» INPUT FOR THIS TASK:
- - -

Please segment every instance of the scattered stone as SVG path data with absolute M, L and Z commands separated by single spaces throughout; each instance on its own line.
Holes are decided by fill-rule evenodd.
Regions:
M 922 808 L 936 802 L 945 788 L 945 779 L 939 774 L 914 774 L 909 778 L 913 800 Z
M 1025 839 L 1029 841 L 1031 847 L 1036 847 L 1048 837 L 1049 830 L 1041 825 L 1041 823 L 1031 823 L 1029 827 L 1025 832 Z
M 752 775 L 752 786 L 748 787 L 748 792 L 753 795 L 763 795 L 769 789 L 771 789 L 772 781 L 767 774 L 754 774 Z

- - -

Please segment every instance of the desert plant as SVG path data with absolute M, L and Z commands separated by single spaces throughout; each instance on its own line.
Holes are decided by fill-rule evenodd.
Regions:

- - -

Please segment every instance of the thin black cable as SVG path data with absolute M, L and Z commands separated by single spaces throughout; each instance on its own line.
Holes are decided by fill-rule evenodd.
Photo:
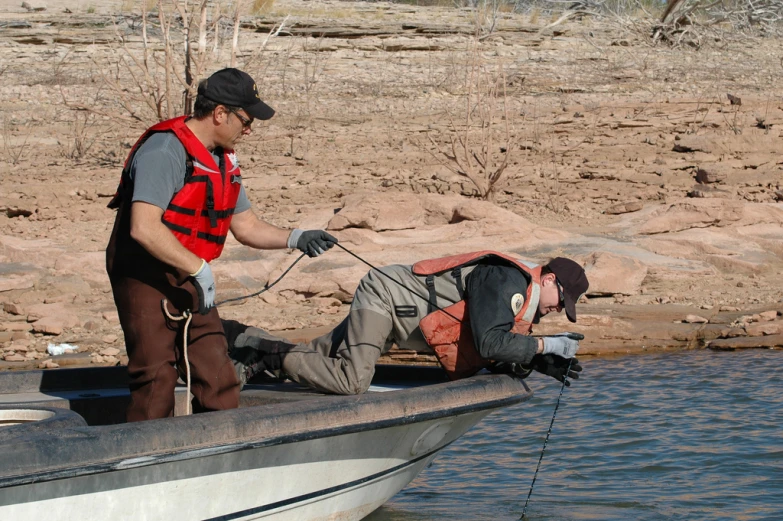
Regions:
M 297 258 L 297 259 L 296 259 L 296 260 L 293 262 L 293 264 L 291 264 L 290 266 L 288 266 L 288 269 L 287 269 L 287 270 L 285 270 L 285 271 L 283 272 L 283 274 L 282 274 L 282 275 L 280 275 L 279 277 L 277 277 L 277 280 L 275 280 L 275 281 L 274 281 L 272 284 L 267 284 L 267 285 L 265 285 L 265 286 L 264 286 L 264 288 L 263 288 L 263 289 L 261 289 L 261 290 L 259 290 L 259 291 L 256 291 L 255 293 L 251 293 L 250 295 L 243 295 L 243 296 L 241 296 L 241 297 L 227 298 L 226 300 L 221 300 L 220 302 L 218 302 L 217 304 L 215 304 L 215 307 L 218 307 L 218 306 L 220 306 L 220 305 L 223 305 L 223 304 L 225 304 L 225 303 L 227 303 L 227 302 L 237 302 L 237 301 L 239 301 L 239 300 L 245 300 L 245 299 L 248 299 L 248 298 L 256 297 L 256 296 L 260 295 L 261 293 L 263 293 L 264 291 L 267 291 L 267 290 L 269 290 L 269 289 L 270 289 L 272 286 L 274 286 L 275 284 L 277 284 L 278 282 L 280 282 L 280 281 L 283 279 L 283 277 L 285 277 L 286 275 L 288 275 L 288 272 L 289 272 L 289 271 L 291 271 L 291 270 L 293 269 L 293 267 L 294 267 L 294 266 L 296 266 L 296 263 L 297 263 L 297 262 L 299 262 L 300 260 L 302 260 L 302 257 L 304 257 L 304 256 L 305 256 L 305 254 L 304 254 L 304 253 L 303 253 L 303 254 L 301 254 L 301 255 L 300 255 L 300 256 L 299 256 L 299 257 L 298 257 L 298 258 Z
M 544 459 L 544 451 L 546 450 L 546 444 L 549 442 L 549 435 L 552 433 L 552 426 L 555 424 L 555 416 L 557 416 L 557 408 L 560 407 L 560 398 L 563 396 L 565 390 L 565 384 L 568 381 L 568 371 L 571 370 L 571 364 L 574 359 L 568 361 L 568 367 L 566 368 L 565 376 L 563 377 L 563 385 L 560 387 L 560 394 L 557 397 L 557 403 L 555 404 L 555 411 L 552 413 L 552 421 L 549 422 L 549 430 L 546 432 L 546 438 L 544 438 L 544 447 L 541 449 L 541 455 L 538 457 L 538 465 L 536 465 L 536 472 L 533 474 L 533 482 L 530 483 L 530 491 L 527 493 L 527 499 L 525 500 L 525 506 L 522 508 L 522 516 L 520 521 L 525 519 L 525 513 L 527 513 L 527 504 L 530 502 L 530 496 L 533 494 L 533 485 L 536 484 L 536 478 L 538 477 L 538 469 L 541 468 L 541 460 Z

- - -

» TASK INSTRUCTIONS:
Format the lines from the one containing "Please segment every instance of the scattered" through the one containing "M 922 808 L", both included, as a JSON list of strings with one string per line and blank lines left out.

» RESULT:
[
  "Please segment every instance of the scattered stone as SVG path data with absolute M, L and Z commands separated by single spaces throughout; each instance on its own line.",
  "Holes are decided by fill-rule evenodd.",
  "Regions:",
  "M 922 808 L 936 802 L 945 788 L 945 779 L 939 774 L 914 774 L 909 778 L 913 800 Z"
]